= Task details =
Exclude the images and transcribe the entries below precisely.

[Region pointing data]
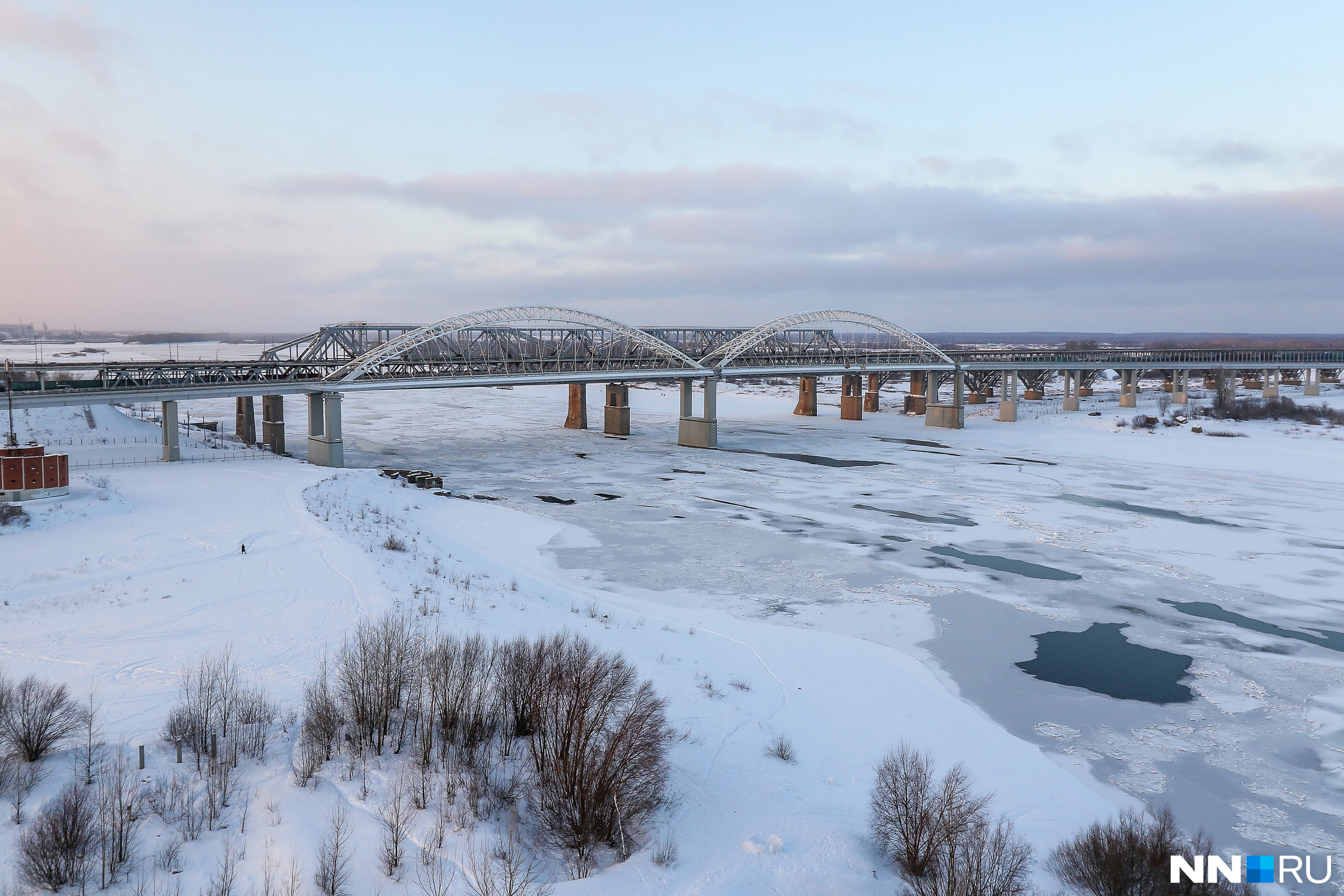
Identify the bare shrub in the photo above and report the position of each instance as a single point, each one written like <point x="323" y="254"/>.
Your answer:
<point x="37" y="716"/>
<point x="598" y="751"/>
<point x="334" y="853"/>
<point x="505" y="868"/>
<point x="1131" y="855"/>
<point x="57" y="849"/>
<point x="781" y="747"/>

= Reply to the exercise =
Identify the bare shrub in the photo above and report the position of each instance as a single point, each one written like <point x="323" y="254"/>.
Your answer:
<point x="37" y="716"/>
<point x="598" y="751"/>
<point x="334" y="853"/>
<point x="505" y="868"/>
<point x="1131" y="855"/>
<point x="57" y="849"/>
<point x="781" y="747"/>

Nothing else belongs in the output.